Speaking exclusively to the Mirror from her home in New Zealand, Wendie Rowlinson criticised the extra sentence given to Andrew Griggs for hiding her sister’s body for more than two decades
A killer who plotted to cover up his wife’s murder by asking their son to dig up her body was today branded a “coward” as her family blasted his “deplorable” sentence.
Cheating Andrew Griggs killed pregnant Debbie, 34, in May 1999 and hid her body in a sealed water butt under their garden shed for 23 years. He was convicted of her murder in 2019 despite the absence of a body. But he later tried to enlist the help of 25-year-old son, Jake, to unearth her remains in an attempt to clear his name.
This week he was handed an extra three years in jail for perverting the course of justice. Now Debbie’s sister, Wendie Rowlinson, has spoken exclusively to the Mirror, saying: “Griggs’ extra sentence is deplorable. In the judge’s words ‘regarding the nature of the offence’ being ‘the most desperate and serious of it’s type as is possible to imagine’.
“Yet he only handed him three lousy years. There was just no point adding this extra, he’s in for life unless he admits his guilt, which we all know with his arrogance he’s not going to. He truly believes that the world believes his bulls***. Is he really that stupid?”
During a prison visit Griggs told Jake he had found the body in their garden in Bournemouth and suggested Griggs’ late father might have killed her. He tried to persuade Jake to cut off a lock of her hair, then travel to France to post it back to UK authorities with a note purporting to be from her claiming that she was alive and wanted to be left alone. Jake, who always believed in his father’s innocence, told his girlfriend about the request and she persuaded him to tell police.
It led to Debbie’s body being found in October 2022. Experts believe she was either strangled or suffocated. Today Wendie blasted Griggs for lying to his family for 26 years, saying he killed Debbie because he “couldn’t give up” his 15-year-old girlfriend who he was having an affair with.
Wendie said she was disgusted by the thought of Griggs “squeezing” her sister’s body into a barrel before it was driven 175 miles across the country when he moved from Kent to Dorset two years after the murder. And she revealed how he used fibreglass to seal the barrel shut and hide it under the shed in his garden where she could “spend eternity” but he could “keep an eye on her”.
She also begged Griggs to confess to the murder so the family can “close the book” on the horror of Debbie’s murder. Wendie said: “He must have thought, ‘We can’t have anyone knowing the truth, it would devastate the family. Life would change and probably not for the better. This way we can prove the court wrong and they will have to release me’. Is he really stupid enough to think the police would not be able to tell dead hair from alive?”
Wendie also told of the moment she was told cops may have discovered her sister’s body – but said her parents died before ever discovering the truth. Speaking from her home in New Zealand, she said: “Suddenly there was a phone call that informed us there was a tip on where Debbie may be.
“Feelings of confusion clouded any sane judgement as we thought Debbie had been lost to the sea. Days later we were told the DNA matched that of Debbie’s, 100%. Finally we could actually bury our sister. Thankfully our parents had died without this extraordinary revelation. We had Debbie cremated in November and her ashes spread to sea. It was a relief to finally have Debbie rejoin mum and dad.”
Wendie added: “We certainly can’t close the book until he comes clean. We can’t end things. We have so many unanswered questions, not that I know what the questions are. But there are no words for the emotional confusion that this has caused.”

Saved data entries
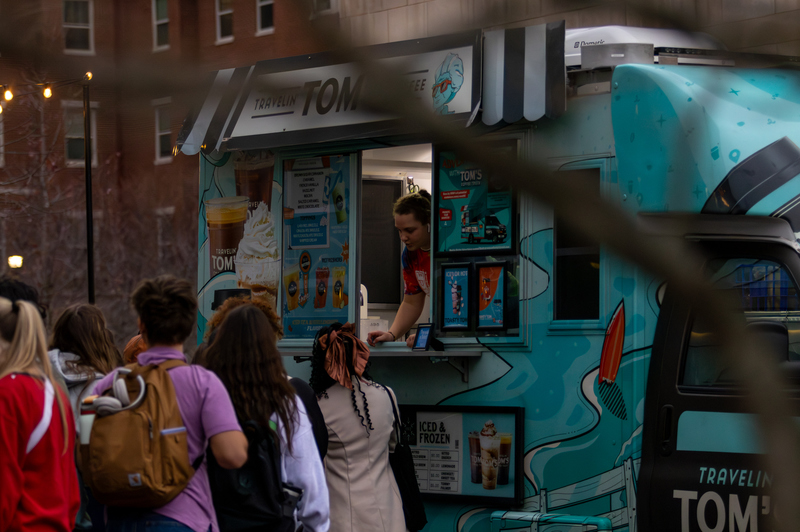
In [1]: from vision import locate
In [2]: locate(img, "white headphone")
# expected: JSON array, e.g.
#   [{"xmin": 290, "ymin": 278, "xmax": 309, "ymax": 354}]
[{"xmin": 94, "ymin": 368, "xmax": 146, "ymax": 417}]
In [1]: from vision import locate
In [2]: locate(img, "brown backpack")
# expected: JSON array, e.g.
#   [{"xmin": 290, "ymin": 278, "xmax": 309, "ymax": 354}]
[{"xmin": 80, "ymin": 360, "xmax": 202, "ymax": 508}]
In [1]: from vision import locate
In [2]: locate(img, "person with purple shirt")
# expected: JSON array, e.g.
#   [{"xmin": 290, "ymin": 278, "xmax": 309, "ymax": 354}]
[{"xmin": 94, "ymin": 275, "xmax": 247, "ymax": 532}]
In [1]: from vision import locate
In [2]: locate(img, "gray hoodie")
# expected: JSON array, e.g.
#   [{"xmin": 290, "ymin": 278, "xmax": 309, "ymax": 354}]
[{"xmin": 47, "ymin": 349, "xmax": 103, "ymax": 434}]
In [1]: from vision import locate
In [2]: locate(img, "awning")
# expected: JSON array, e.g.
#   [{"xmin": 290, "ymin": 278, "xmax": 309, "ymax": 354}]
[
  {"xmin": 177, "ymin": 21, "xmax": 566, "ymax": 155},
  {"xmin": 482, "ymin": 20, "xmax": 567, "ymax": 126}
]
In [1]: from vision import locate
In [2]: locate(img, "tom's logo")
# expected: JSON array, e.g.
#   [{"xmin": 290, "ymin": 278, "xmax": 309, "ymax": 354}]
[{"xmin": 431, "ymin": 52, "xmax": 464, "ymax": 115}]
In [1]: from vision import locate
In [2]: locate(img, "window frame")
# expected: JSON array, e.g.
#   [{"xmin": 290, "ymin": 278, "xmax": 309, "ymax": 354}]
[
  {"xmin": 548, "ymin": 157, "xmax": 613, "ymax": 335},
  {"xmin": 151, "ymin": 97, "xmax": 173, "ymax": 165},
  {"xmin": 61, "ymin": 100, "xmax": 99, "ymax": 168},
  {"xmin": 151, "ymin": 0, "xmax": 170, "ymax": 52},
  {"xmin": 256, "ymin": 0, "xmax": 275, "ymax": 37},
  {"xmin": 214, "ymin": 0, "xmax": 233, "ymax": 45},
  {"xmin": 61, "ymin": 0, "xmax": 95, "ymax": 55}
]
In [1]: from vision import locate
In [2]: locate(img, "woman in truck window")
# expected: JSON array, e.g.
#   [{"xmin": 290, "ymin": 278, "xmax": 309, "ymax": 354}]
[
  {"xmin": 367, "ymin": 190, "xmax": 431, "ymax": 347},
  {"xmin": 47, "ymin": 303, "xmax": 122, "ymax": 532}
]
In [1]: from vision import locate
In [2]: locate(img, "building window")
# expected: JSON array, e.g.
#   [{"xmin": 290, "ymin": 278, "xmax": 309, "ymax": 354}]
[
  {"xmin": 313, "ymin": 0, "xmax": 339, "ymax": 16},
  {"xmin": 256, "ymin": 0, "xmax": 275, "ymax": 35},
  {"xmin": 0, "ymin": 114, "xmax": 6, "ymax": 168},
  {"xmin": 61, "ymin": 101, "xmax": 97, "ymax": 166},
  {"xmin": 153, "ymin": 0, "xmax": 169, "ymax": 51},
  {"xmin": 553, "ymin": 168, "xmax": 600, "ymax": 320},
  {"xmin": 153, "ymin": 98, "xmax": 172, "ymax": 164},
  {"xmin": 217, "ymin": 0, "xmax": 233, "ymax": 44},
  {"xmin": 64, "ymin": 0, "xmax": 94, "ymax": 54}
]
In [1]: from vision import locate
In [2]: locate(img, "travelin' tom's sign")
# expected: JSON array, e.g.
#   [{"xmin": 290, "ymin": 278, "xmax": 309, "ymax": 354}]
[{"xmin": 227, "ymin": 33, "xmax": 480, "ymax": 149}]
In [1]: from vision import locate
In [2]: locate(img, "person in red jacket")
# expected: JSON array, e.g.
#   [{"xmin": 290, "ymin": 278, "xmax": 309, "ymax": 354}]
[{"xmin": 0, "ymin": 297, "xmax": 80, "ymax": 532}]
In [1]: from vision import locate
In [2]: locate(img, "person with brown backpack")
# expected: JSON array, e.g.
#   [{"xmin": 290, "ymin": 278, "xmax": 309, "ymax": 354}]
[{"xmin": 81, "ymin": 275, "xmax": 247, "ymax": 532}]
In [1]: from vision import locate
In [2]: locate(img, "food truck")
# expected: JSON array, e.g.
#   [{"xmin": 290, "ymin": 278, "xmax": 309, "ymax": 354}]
[{"xmin": 179, "ymin": 23, "xmax": 800, "ymax": 532}]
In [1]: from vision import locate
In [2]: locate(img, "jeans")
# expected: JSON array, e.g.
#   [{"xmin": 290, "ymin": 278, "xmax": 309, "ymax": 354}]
[{"xmin": 106, "ymin": 511, "xmax": 192, "ymax": 532}]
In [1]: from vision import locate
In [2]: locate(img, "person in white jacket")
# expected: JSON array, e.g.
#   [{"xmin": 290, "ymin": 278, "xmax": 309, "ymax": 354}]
[{"xmin": 202, "ymin": 304, "xmax": 330, "ymax": 532}]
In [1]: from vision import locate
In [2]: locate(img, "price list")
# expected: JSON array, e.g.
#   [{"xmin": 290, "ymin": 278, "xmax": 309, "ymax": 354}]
[{"xmin": 412, "ymin": 412, "xmax": 463, "ymax": 494}]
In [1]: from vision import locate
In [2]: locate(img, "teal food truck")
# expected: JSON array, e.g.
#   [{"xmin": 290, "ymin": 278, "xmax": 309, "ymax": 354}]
[{"xmin": 179, "ymin": 23, "xmax": 800, "ymax": 532}]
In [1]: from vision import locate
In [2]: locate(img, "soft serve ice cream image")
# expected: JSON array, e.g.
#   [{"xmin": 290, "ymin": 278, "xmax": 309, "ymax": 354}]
[
  {"xmin": 481, "ymin": 419, "xmax": 500, "ymax": 490},
  {"xmin": 235, "ymin": 202, "xmax": 281, "ymax": 308}
]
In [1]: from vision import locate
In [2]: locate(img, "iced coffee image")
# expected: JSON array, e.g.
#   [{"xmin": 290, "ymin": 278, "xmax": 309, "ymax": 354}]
[
  {"xmin": 314, "ymin": 266, "xmax": 330, "ymax": 308},
  {"xmin": 283, "ymin": 264, "xmax": 300, "ymax": 311},
  {"xmin": 235, "ymin": 203, "xmax": 281, "ymax": 309},
  {"xmin": 204, "ymin": 196, "xmax": 247, "ymax": 277},
  {"xmin": 481, "ymin": 419, "xmax": 500, "ymax": 490},
  {"xmin": 234, "ymin": 151, "xmax": 275, "ymax": 216}
]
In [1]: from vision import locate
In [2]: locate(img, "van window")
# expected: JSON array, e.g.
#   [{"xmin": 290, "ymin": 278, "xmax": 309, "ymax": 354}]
[
  {"xmin": 681, "ymin": 258, "xmax": 800, "ymax": 387},
  {"xmin": 553, "ymin": 168, "xmax": 600, "ymax": 320}
]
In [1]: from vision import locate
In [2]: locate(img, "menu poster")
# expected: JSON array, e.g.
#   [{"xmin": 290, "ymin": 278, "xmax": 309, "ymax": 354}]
[
  {"xmin": 476, "ymin": 262, "xmax": 506, "ymax": 329},
  {"xmin": 442, "ymin": 263, "xmax": 471, "ymax": 330},
  {"xmin": 434, "ymin": 144, "xmax": 516, "ymax": 256},
  {"xmin": 282, "ymin": 156, "xmax": 351, "ymax": 338},
  {"xmin": 400, "ymin": 405, "xmax": 523, "ymax": 504}
]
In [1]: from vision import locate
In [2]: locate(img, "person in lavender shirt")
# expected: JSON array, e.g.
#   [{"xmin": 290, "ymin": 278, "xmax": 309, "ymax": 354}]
[{"xmin": 94, "ymin": 275, "xmax": 247, "ymax": 532}]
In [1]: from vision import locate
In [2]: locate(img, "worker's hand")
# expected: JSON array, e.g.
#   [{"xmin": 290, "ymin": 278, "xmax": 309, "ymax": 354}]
[
  {"xmin": 367, "ymin": 331, "xmax": 394, "ymax": 347},
  {"xmin": 406, "ymin": 334, "xmax": 417, "ymax": 349}
]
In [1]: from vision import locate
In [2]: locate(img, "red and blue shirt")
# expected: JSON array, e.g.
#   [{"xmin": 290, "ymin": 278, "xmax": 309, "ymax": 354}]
[{"xmin": 401, "ymin": 248, "xmax": 431, "ymax": 295}]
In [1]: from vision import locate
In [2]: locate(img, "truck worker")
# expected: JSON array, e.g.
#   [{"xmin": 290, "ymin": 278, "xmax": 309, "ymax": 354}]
[{"xmin": 367, "ymin": 190, "xmax": 431, "ymax": 347}]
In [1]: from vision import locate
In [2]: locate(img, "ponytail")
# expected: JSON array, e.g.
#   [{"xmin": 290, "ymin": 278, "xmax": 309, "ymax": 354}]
[{"xmin": 0, "ymin": 297, "xmax": 69, "ymax": 453}]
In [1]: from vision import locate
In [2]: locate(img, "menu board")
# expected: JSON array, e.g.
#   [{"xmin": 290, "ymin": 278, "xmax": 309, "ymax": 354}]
[
  {"xmin": 282, "ymin": 155, "xmax": 351, "ymax": 338},
  {"xmin": 400, "ymin": 405, "xmax": 523, "ymax": 505}
]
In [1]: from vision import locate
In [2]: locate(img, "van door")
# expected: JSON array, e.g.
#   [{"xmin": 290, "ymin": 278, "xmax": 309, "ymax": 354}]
[{"xmin": 637, "ymin": 242, "xmax": 800, "ymax": 532}]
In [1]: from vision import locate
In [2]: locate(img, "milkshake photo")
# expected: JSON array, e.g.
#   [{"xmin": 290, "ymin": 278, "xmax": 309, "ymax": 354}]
[
  {"xmin": 205, "ymin": 196, "xmax": 247, "ymax": 277},
  {"xmin": 235, "ymin": 203, "xmax": 281, "ymax": 309}
]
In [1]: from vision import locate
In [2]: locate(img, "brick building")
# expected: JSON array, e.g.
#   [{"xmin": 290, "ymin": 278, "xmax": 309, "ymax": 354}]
[{"xmin": 0, "ymin": 0, "xmax": 800, "ymax": 341}]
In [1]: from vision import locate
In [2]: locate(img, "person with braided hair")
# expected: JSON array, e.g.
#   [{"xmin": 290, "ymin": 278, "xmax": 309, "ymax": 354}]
[
  {"xmin": 367, "ymin": 190, "xmax": 431, "ymax": 347},
  {"xmin": 309, "ymin": 323, "xmax": 406, "ymax": 532}
]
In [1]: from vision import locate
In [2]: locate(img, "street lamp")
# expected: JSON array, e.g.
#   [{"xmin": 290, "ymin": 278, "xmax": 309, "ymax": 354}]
[{"xmin": 83, "ymin": 72, "xmax": 94, "ymax": 305}]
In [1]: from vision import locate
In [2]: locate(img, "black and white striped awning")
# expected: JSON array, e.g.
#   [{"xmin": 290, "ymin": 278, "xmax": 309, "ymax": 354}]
[
  {"xmin": 176, "ymin": 21, "xmax": 566, "ymax": 155},
  {"xmin": 482, "ymin": 21, "xmax": 567, "ymax": 126}
]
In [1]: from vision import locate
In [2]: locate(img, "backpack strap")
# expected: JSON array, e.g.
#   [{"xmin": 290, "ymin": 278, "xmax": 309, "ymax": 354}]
[{"xmin": 25, "ymin": 378, "xmax": 55, "ymax": 454}]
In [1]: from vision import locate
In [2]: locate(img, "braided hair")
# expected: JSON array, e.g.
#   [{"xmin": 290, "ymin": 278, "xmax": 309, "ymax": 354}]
[
  {"xmin": 392, "ymin": 190, "xmax": 431, "ymax": 225},
  {"xmin": 308, "ymin": 322, "xmax": 375, "ymax": 438}
]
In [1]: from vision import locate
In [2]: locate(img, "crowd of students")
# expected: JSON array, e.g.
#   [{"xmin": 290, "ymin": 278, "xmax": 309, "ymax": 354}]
[{"xmin": 0, "ymin": 276, "xmax": 406, "ymax": 532}]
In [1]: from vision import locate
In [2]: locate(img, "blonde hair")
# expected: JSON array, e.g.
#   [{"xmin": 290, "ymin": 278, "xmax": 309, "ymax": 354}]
[{"xmin": 0, "ymin": 297, "xmax": 69, "ymax": 453}]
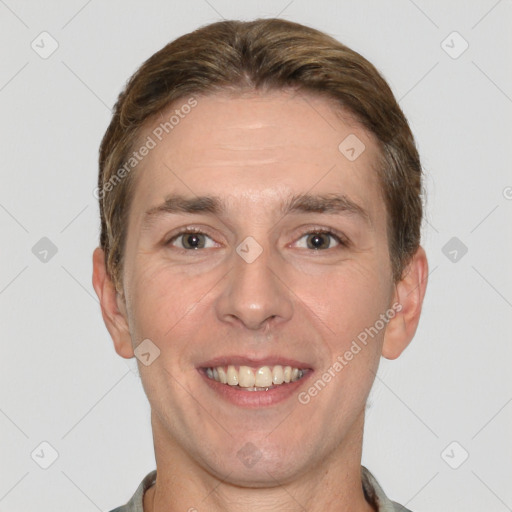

§ **QUESTIONS**:
[A] In the article, how many years did Debbie's body stay hidden under the garden shed?
[B] Output the part of the article that opens with the words containing "It led to Debbie’s" and closes with "an affair with.".
[C] Translate this sentence from the article into Spanish: "Experts believe she was either strangled or suffocated."

§ **EXPECTED RESPONSES**:
[A] 23 years.

[B]
It led to Debbie’s body being found in October 2022. Experts believe she was either strangled or suffocated. Today Wendie blasted Griggs for lying to his family for 26 years, saying he killed Debbie because he “couldn’t give up” his 15-year-old girlfriend who he was having an affair with.

[C] Los expertos creen que fue estrangulada o asfixiada.